> Source excerpt:
^^^^^^^^
Information Geometry Part 1: Statistical Manifolds and the Fisher Metric
An introduction to Information Geometry, exploring how statistical models form manifolds and how the Fisher Information Metric provides a natural way to measure distances and curvature.
Welcome to this crash course on Information Geometry (IG)! This field beautifully merges concepts from differential geometry with statistics and information theory, providing a powerful geometric framework for understanding statistical models, inference, and even machine learning optimization algorithms. This first part lays the groundwork by introducing statistical manifolds and the cornerstone of IG: the Fisher Information Metric.
This course assumes familiarity with concepts from our Differential Geometry and Statistics and Information Theory courses.
Introduction: Why Geometry for Statistics?
When we work with families of probability distributions, like all possible Gaussian distributions, we are working with a space of distributions. Each point in this space is a specific distribution, identified by its parameters (e.g., mean \(\mu\) and variance \(\sigma^2\) for a Gaussian).
A natural question arises: what is the “shape” of this space?
- Is it flat like Euclidean space, where the shortest path between two points is a straight line and notions of distance are straightforward?
- Or does it have a more complex, curved structure?
Standard Euclidean geometry often falls short when applied to the parameter spaces of statistical models. For instance, a step of size \(\epsilon\) in one parameter might change the distribution much more significantly than a step of the same size \(\epsilon\) in another parameter, or even in the same parameter but at a different location in the parameter space. This suggests that the naive Euclidean distance between parameter vectors is not a “natural” or “intrinsic” measure of how different the corresponding distributions are.
Information Geometry addresses this by endowing the space of probability distributions with a Riemannian manifold structure. This means we can:
- Define a “local distance” between infinitesimally close distributions that reflects their statistical distinguishability.
^^^^^^^^
> Data listing:
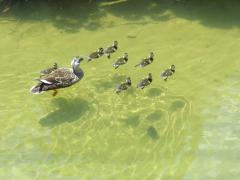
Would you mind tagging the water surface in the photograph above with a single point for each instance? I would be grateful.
(185, 128)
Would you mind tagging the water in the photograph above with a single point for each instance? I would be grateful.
(185, 128)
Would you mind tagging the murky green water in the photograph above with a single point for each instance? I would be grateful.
(186, 128)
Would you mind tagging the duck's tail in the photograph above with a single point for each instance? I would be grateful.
(115, 66)
(36, 89)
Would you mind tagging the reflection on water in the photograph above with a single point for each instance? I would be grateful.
(66, 111)
(90, 132)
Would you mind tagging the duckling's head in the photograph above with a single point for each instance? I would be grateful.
(149, 77)
(55, 65)
(100, 50)
(115, 43)
(151, 55)
(76, 61)
(125, 56)
(172, 68)
(128, 81)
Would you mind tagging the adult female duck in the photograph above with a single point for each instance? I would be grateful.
(60, 78)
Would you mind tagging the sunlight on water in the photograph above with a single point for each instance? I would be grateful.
(89, 132)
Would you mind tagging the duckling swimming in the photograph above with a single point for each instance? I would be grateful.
(60, 78)
(124, 85)
(146, 61)
(49, 70)
(121, 61)
(168, 72)
(111, 49)
(145, 82)
(96, 54)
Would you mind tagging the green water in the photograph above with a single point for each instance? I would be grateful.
(185, 128)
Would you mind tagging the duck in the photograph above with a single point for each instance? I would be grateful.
(111, 49)
(49, 70)
(168, 72)
(121, 61)
(60, 78)
(96, 54)
(124, 85)
(146, 61)
(145, 82)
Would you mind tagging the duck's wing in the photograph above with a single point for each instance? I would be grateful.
(62, 76)
(109, 49)
(120, 61)
(49, 70)
(166, 73)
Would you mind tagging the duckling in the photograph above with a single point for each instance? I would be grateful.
(123, 86)
(96, 54)
(121, 61)
(168, 72)
(146, 61)
(111, 49)
(145, 82)
(49, 70)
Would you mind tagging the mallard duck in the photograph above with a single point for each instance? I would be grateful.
(120, 61)
(49, 70)
(145, 82)
(124, 85)
(111, 49)
(60, 78)
(96, 54)
(146, 61)
(168, 72)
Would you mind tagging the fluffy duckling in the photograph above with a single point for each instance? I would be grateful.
(145, 82)
(121, 61)
(111, 49)
(123, 86)
(146, 61)
(96, 54)
(168, 72)
(49, 70)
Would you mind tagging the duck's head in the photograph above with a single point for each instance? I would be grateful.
(128, 81)
(115, 43)
(172, 68)
(55, 65)
(76, 61)
(149, 77)
(151, 55)
(100, 50)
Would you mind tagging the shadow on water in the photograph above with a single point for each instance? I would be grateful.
(132, 120)
(153, 92)
(152, 132)
(66, 111)
(107, 84)
(155, 116)
(73, 15)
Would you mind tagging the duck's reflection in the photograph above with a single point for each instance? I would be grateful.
(66, 111)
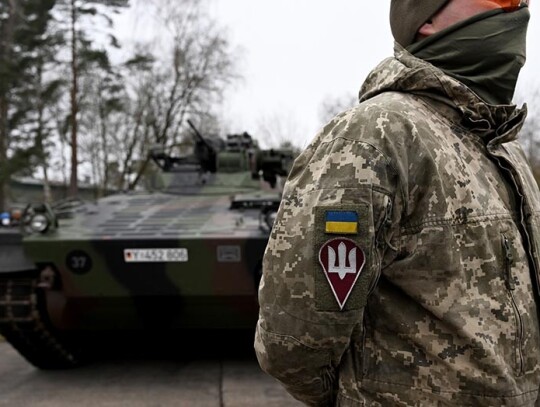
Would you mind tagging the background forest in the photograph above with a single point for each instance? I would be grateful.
(77, 108)
(71, 108)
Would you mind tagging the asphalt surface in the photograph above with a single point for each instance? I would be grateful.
(148, 380)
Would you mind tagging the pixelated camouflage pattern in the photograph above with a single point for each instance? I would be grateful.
(449, 316)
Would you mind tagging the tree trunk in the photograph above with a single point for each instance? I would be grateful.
(40, 134)
(6, 46)
(4, 131)
(73, 185)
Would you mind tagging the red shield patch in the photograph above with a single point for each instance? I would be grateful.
(342, 261)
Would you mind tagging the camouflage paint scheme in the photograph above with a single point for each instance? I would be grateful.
(113, 294)
(444, 312)
(210, 210)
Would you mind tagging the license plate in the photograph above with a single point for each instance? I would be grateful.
(155, 255)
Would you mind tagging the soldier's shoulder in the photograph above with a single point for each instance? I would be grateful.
(372, 120)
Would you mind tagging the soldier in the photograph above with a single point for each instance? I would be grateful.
(403, 267)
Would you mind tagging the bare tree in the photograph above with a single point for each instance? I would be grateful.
(197, 66)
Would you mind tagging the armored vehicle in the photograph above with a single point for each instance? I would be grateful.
(186, 254)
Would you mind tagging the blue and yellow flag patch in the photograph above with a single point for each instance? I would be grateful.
(341, 222)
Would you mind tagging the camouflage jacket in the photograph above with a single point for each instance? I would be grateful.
(446, 222)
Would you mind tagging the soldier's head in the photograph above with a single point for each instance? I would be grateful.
(413, 20)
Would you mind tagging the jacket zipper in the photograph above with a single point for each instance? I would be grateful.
(380, 240)
(511, 286)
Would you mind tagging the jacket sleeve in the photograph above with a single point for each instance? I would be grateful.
(302, 332)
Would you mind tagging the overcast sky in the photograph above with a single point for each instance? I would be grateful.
(296, 53)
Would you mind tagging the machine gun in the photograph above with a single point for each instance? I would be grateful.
(204, 156)
(206, 153)
(273, 163)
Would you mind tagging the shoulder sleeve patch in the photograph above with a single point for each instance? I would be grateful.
(342, 255)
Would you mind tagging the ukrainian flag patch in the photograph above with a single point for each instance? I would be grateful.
(341, 222)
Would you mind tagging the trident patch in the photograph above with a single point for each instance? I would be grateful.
(342, 261)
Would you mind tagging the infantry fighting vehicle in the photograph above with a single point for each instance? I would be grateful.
(184, 255)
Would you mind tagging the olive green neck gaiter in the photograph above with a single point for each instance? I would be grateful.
(485, 52)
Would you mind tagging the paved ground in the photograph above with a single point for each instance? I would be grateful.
(141, 381)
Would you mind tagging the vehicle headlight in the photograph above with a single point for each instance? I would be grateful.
(39, 223)
(39, 218)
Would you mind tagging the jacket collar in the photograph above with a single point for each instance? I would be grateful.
(406, 73)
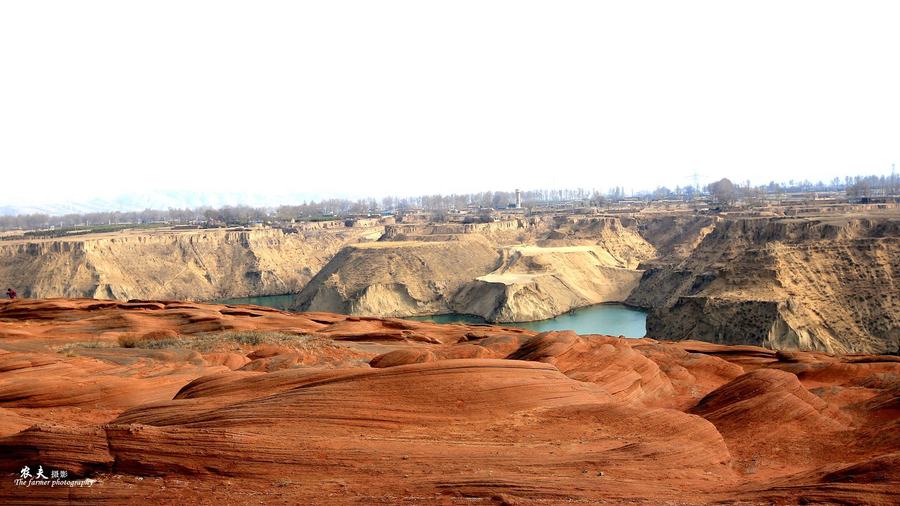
^^^^^^^^
> Work to do:
**a.** Format the records as a two-column CSV with the columns request and points, one row per request, each value in a single quoted field with line breaks replaced by spaces. Begin at the records line that has "Would you mind tagging the machine", continue through the end of the records, and leave the pictures out.
**b.** Resume the information geometry introduction from the point where it stops.
The information geometry introduction and the records have nothing to do with each other.

> Task-by-task results:
**a.**
request,points
"Would you mind tagging the machine gun in the photograph above with a single point for each instance? I would be grateful.","(204, 156) (206, 153) (273, 163)"
"Would you mind tagging the shoulder sleeve patch in the photograph above with a single point for each instance? I would be grateful.","(342, 255)"
"Would you mind tagging the ukrainian flag patch in the photograph above with a single point for each instance? I would be grateful.","(341, 222)"
"Would you mind tagging the trident patch in the photograph above with a single point for each instance? I would be grateful.","(342, 261)"
"Would you mind tagging the infantry fighting vehicle in the photograph above with a single point for each instance? I would be grateful.","(184, 255)"
"Would you mind tagging the olive green neck gaiter in the photograph above with a single point for each instance? I would be grateful.","(485, 52)"
"Would you mind tagging the paved ground in the photograph above with a single point for each instance? I would be grateful.","(141, 381)"
"Would you mind tagging the vehicle headlight in the photograph above with a single point for each instance? I would be grateful.","(39, 223) (39, 218)"
"Would you mind tagging the jacket collar in the photograph above with a single point for each instance? I would be grateful.","(406, 73)"

**b.**
- Talk about lengths of paths, angles between directions of change, curvature, and geodesics (the “straightest possible” paths) on this manifold.
This geometric perspective allows us to:
- Gain deeper insights into the behavior of statistical estimators and hypothesis tests.
- Understand the properties of information measures like KL divergence.
- Develop more efficient optimization algorithms (like the natural gradient) that respect the intrinsic geometry of the problem space.
In this part, we will formalize the idea of a “statistical manifold” and introduce the Fisher Information Metric, which provides the machinery for all these geometric notions.
Statistical Manifolds
The core idea is to treat a family of probability distributions as a differentiable manifold, where the parameters of the distributions serve as local coordinates.
Definition. Statistical Model and Statistical Manifold
A statistical model \(S\) is a set of probability distributions parameterized by a vector \(\theta = (\theta^1, \dots, \theta^d) \in \Theta\), where \(\Theta\) is an open subset of \(\mathbb{R}^d\). We denote a distribution in the model as \(p(x; \theta)\), where \(x\) represents the data.
\[S = \{ p(x; \theta) \mid \theta \in \Theta \subseteq \mathbb{R}^d \}\]If the mapping \(\theta \mapsto p(x; \theta)\) satisfies certain regularity conditions (e.g., smoothness, identifiability), the statistical model \(S\) can be regarded as a \(d\)-dimensional differentiable manifold. This is called a statistical manifold. Each point on this manifold corresponds to a unique probability distribution \(p(x; \theta)\), and \(\theta\) are its coordinates.
Let’s consider some common examples:
Examples of Statistical Manifolds
Bernoulli Distributions: The family of Bernoulli distributions is given by \(p(x; \pi) = \pi^x (1-\pi)^{1-x}\) for \(x \in \{0, 1\}\) and parameter \(\pi \in (0, 1)\). Here, \(\theta = (\pi)\), and \(\Theta = (0,1)\). This forms a 1-dimensional statistical manifold.
Gaussian Distributions (Univariate): The family of univariate Gaussian distributions is \(p(x; \mu, \sigma) = \frac{1}{\sqrt{2\pi\sigma^2}} \exp\left(-\frac{(x-\mu)^2}{2\sigma^2}\right)\), with parameters \(\theta = (\mu, \sigma)\) where \(\mu \in \mathbb{R}\) and \(\sigma > 0\). This forms a 2-dimensional statistical manifold, often called the \((\mu, \sigma)\) plane or upper-half plane.
Exponential Family: Many common distributions (Gaussian, Bernoulli, Poisson, Exponential, etc.) belong to the exponential family:
\[p(x; \theta) = h(x) \exp(\theta \cdot T(x) - A(\theta))\]where \(\theta\) are the natural parameters. Under regularity conditions, the space of natural parameters \(\theta\) forms a statistical manifold.
Tangent Space of a Statistical Manifold
As discussed in the Differential Geometry crash course, at each point \(p_\theta\) on a manifold, there’s a tangent space \(T_{p_\theta}S\). This vector space consists of all possible “velocities” or directions of infinitesimal movement away from \(p_\theta\) on the manifold.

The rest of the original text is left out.